ACTIONS TO TAKE:
**a)** In the email thread about macros, rewrite the paragraph beginning "Let us by all means have a regression test suite" as a shorter paragraph that keeps its main points.
**b)** Please answer these from the email thread about macros, one line each, marking your answers (i), (ii) and (iii):
(i) Which macro is named as an example of a general-purpose macro that other macros build on?
(ii) Rather than tagging macros, what does the reply favor for getting them found on the web?
(iii) Which three macros are listed as cases already handled by funneling them into a more generic macro with one-liner examples?
**c)** Write the next part of the email thread about macros, picking up after its final quoted line.

DOCUMENT EXCERPT:
2009/8/2 Francesco Salvestrini <address@hidden>:

> On Sunday 02 August 2009, Peter Simons wrote:
>> Reuben Thomas wrote:
>> Yes, this is a useful distinction indeed. General-purpose macros like
>> AX_COMPARE_VERSION lay foundations for other macros to build on, which
>> means that bugs in those macros tend to affect a lot of other code. It's
>> a good idea, IMHO, to put those macros under some additional scrutiny.
>
> Let us have a regression test suite in place, that would ease the job a lot.
>
> I think that it would be better to have the regression test suite up and
> running before beginning the hack-and-slash fest ...

Let us by all means have a regression test suite, but let us not wait
for it. We can do all sorts of hacking on the head and it won't
greatly inconvenience any of us or anyone else, nor will particular
orderings of the projects suggested so far save much work later, I'd
suggest.

> We should tag the macros then transform the tags into html lines (something
> like '# USE: generic, perl' -> generic and perl could be use to generate a
> better line in the html pages that will be later indexed by the
> web-scrapers).

I'm dubious that one can do better than choosing good names and
letting Google & co. work their magic.

> We could accept even macros that seems not so necessary and funnel them later
> in a more generic macro and some one-liner examples (the way I did for
> AX_PATH_GENERIC, AX_LIB_CURL and AX_LIB_TAGLIB).

RECORDED DATA:
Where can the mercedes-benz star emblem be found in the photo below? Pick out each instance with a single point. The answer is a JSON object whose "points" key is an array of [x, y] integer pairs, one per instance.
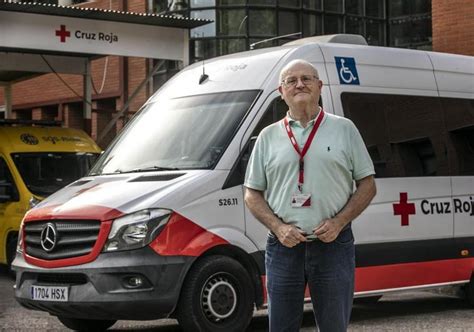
{"points": [[49, 237]]}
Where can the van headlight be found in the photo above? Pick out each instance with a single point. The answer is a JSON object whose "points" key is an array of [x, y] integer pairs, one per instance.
{"points": [[136, 230]]}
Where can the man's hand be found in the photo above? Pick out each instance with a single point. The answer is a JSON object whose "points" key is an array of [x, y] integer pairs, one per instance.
{"points": [[289, 235], [328, 229]]}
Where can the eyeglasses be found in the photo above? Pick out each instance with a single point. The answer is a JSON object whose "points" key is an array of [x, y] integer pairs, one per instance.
{"points": [[290, 82]]}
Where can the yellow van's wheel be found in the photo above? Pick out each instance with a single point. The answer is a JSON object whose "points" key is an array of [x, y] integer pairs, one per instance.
{"points": [[77, 324], [218, 295]]}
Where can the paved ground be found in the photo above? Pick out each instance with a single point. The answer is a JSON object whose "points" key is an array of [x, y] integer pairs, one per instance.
{"points": [[413, 311]]}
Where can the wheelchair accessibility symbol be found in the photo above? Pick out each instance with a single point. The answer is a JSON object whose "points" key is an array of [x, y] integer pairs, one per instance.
{"points": [[347, 70]]}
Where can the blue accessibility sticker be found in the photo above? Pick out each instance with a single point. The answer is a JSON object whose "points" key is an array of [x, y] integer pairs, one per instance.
{"points": [[347, 71]]}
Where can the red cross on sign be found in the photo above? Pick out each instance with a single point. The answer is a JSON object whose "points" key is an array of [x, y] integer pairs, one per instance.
{"points": [[404, 208], [63, 33]]}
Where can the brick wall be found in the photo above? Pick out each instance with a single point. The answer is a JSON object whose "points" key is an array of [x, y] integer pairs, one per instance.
{"points": [[453, 26], [47, 97]]}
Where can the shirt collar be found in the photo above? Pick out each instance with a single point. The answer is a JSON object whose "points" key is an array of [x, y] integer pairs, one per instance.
{"points": [[310, 123]]}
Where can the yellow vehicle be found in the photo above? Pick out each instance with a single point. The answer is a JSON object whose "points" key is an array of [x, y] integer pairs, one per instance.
{"points": [[35, 161]]}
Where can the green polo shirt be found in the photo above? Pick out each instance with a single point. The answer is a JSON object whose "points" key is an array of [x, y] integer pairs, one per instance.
{"points": [[336, 157]]}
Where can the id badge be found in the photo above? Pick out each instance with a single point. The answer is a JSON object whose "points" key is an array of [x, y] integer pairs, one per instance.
{"points": [[299, 200]]}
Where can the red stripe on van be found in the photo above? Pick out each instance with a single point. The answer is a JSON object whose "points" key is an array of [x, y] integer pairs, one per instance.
{"points": [[385, 277], [91, 212], [413, 274], [183, 237], [99, 244]]}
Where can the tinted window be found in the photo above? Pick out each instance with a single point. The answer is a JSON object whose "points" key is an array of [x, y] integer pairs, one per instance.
{"points": [[186, 133], [7, 185], [275, 112], [45, 173], [414, 136]]}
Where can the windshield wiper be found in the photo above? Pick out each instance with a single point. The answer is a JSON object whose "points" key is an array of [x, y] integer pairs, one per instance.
{"points": [[151, 169]]}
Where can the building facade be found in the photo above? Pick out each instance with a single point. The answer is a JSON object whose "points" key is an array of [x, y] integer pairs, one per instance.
{"points": [[240, 25]]}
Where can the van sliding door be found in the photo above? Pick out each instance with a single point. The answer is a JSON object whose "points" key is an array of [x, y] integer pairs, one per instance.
{"points": [[405, 237]]}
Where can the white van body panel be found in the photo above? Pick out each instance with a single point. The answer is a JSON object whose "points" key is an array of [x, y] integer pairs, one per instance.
{"points": [[454, 78], [383, 67]]}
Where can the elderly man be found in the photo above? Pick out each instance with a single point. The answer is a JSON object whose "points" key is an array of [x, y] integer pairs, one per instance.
{"points": [[299, 184]]}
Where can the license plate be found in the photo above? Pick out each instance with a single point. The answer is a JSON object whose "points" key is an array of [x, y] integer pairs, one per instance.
{"points": [[50, 293]]}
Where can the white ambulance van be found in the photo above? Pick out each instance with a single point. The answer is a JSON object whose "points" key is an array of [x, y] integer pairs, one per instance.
{"points": [[159, 227]]}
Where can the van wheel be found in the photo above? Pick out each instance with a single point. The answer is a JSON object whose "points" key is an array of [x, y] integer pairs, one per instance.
{"points": [[77, 324], [218, 295]]}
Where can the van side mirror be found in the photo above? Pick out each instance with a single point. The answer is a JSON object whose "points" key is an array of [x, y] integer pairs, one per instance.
{"points": [[248, 151]]}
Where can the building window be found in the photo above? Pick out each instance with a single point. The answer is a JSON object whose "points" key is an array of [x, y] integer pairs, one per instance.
{"points": [[333, 6], [332, 24], [375, 8], [288, 22], [410, 23], [375, 32], [262, 22], [312, 4], [355, 7], [290, 3], [354, 25], [208, 30], [230, 22], [312, 25]]}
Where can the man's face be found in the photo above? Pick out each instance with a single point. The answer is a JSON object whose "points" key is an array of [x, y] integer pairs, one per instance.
{"points": [[300, 87]]}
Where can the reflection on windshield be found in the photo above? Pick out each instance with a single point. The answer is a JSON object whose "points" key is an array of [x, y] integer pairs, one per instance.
{"points": [[46, 173], [182, 133]]}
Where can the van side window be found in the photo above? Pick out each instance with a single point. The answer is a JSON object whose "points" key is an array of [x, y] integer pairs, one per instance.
{"points": [[459, 117], [414, 135], [8, 190], [275, 112]]}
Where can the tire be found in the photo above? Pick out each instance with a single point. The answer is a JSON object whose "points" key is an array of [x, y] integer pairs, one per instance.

ANSWERS FOR THIS EXERCISE:
**a)** A regression test suite is worth having, but work shouldn't wait for it: hacking on the head won't much inconvenience anyone, and doing the suggested projects in a particular order probably won't save much work later.

**b)**
(i) AX_COMPARE_VERSION
(ii) Choosing good names and letting Google and similar services work their magic
(iii) AX_PATH_GENERIC, AX_LIB_CURL and AX_LIB_TAGLIB

**c)**
Sure, it's always good to be flexible and accept most things that
aren't immediately implementable in terms of existing macros (and
anything which is is often a sign that better documentation (by which
I mainly mean structuring and naming) is needed).

> Those one liners come handy in the latter case, even if they are apparently of
> scarce use for us.

But they don't have to be separate macros, then can be in the docs for
the relevant macro being called.

> But ... do you think that all autoconf users are shell-gurus capable of
> tracking macros error, quoting sed expression the right way, hacking macros
> or even using autotools the right way ? I see in the #gnu IRC channel people
> asking for aclocal/autoconf problems the whole day...

No, it's certainly worth providing simple macros. But it should
nonetheless be possible to obsolete some of the dumber ones by better
design. There's a difference between a complicated single line and a
simple one!

> Would be better for them to have examples, in order to teach them to use other
> macros ?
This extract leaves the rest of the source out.